START Extracted information

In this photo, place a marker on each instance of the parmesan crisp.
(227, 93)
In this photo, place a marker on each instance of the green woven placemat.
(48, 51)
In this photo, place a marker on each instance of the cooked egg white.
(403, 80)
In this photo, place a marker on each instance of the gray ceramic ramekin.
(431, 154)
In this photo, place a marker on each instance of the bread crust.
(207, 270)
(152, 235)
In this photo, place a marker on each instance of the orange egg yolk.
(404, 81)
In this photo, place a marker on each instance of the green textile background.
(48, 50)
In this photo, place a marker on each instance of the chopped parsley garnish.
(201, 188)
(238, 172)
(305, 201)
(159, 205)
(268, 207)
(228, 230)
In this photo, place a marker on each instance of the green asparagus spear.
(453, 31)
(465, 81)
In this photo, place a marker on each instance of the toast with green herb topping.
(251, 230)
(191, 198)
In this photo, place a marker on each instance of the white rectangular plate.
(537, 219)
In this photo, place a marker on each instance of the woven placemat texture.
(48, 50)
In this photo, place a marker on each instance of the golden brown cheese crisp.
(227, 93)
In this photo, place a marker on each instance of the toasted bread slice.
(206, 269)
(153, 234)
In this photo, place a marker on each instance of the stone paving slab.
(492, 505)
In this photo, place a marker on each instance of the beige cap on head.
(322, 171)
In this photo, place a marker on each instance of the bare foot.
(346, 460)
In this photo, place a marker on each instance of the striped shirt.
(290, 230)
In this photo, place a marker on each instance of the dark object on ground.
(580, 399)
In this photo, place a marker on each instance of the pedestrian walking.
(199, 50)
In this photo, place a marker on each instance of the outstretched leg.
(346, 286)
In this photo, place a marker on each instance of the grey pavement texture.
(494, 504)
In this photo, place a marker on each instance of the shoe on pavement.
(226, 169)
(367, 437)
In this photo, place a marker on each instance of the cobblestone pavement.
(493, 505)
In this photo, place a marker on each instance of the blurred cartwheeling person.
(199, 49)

END Extracted information
START Extracted information

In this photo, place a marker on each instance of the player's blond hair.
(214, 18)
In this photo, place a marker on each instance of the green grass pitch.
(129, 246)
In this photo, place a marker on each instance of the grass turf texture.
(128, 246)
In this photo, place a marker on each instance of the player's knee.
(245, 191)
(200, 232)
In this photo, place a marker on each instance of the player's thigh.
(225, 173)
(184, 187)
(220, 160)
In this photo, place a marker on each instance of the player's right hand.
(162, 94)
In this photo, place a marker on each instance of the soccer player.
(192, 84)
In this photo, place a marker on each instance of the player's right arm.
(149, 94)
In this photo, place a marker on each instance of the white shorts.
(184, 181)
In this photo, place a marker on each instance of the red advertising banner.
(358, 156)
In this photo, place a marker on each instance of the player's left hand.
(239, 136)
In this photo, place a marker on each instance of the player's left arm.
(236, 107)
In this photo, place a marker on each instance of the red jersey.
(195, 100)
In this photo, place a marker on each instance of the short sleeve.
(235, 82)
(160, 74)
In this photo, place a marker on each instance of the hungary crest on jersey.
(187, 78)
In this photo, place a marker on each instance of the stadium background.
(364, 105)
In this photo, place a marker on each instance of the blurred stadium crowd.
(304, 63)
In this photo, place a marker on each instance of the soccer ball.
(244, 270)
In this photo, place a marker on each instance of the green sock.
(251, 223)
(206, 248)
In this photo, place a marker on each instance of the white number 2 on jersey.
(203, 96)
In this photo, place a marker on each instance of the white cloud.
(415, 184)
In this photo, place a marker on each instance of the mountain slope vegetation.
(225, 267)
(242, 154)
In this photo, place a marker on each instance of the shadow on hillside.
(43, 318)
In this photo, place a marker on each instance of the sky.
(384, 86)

END Extracted information

> [Short task]
How many lines in the rows above contain the string "blurred"? Reply with only the number.

> [Full response]
2